Greece: Organisations support rights and health of refugee women
In the last few years following the refugee crisis, organisations in Greece have developed projects focusing on the rights and needs of female refugees. In Athens and its outskirts, where upwards of 21,000 refugees now live, organisations have been working to provide physical and psychosocial health support, educational courses and job opportunities to refugee women.
One example is the case of Soheila, an Afghan refugee, who after completing a training course now teaches maternal health and reproductive rights to refugee and migrant women. Her classes are part of a larger programme implemented by The Unmentionables, which provides access to sexual and reproductive health education to refugee and migrant communities.
Another initiative, Melissa Network, began as a small networking group for migrant women in Athens and has developed into an organisation with over 100 members. Melissa Network offers programmes and training on a wide range of subjects like language, art, drama therapy, product design and woodworking. Besides these classes, women who join Melissa Network are required to attend a certain number of workshops and seminars covering topics like women’s rights and legal issues in the asylum procedure.

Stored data

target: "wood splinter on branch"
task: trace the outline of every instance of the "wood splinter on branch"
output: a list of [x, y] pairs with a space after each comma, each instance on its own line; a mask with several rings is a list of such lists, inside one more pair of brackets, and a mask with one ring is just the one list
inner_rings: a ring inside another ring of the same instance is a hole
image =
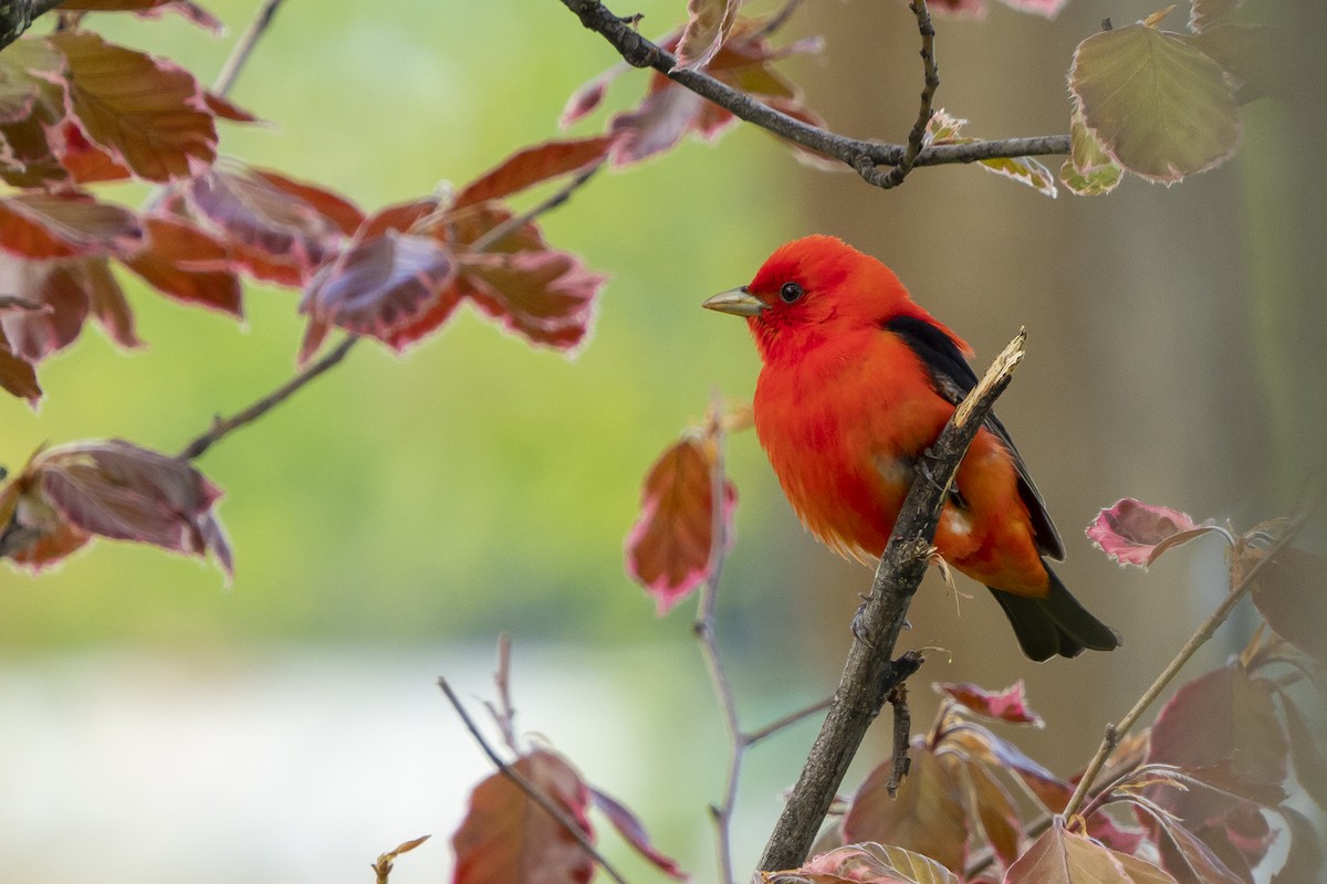
[[[1027, 331], [1020, 329], [954, 410], [954, 416], [932, 445], [930, 476], [918, 470], [913, 480], [880, 558], [871, 592], [859, 611], [859, 637], [848, 652], [839, 689], [807, 755], [802, 775], [764, 847], [760, 871], [798, 868], [807, 859], [867, 729], [885, 700], [893, 696], [894, 688], [921, 665], [921, 656], [916, 652], [893, 660], [894, 644], [908, 616], [912, 596], [926, 574], [936, 525], [958, 465], [995, 406], [995, 399], [1013, 380], [1014, 370], [1023, 360], [1026, 341]], [[896, 713], [898, 709], [896, 706]], [[904, 737], [904, 751], [906, 744], [908, 738]], [[897, 751], [896, 742], [896, 758]]]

> BRIEF 1: According to the article on refugee women in Greece, how many members does Melissa Network now have?
> BRIEF 2: Duplicate the part of the article on refugee women in Greece that opens with the words containing "Greece: Organisations support" and closes with "to refugee women.".
> BRIEF 3: Write the next part of the article on refugee women in Greece, picking up after its final sentence.

> WRITTEN ANSWER 1: Over 100 members.

> WRITTEN ANSWER 2:
Greece: Organisations support rights and health of refugee women
In the last few years following the refugee crisis, organisations in Greece have developed projects focusing on the rights and needs of female refugees. In Athens and its outskirts, where upwards of 21,000 refugees now live, organisations have been working to provide physical and psychosocial health support, educational courses and job opportunities to refugee women.

> WRITTEN ANSWER 3:
For refugee women, and particularly for women who are victims of sexual and gender-based violence, knowing how the female body works and understanding their rights has proven to be a powerful combination as they rebuild their lives in Europe. However, experts note that there remains a gap in programming whereby refugee men are not given the same education and training on sexual and reproductive health, women’s rights and related topics, and this gap between refugee men and women can lead to conflict and violence at home. Thus, programmes focused on promoting the rights and health of female refugees may also need to work with refugee men, especially in cases of sexual and gender-based violence.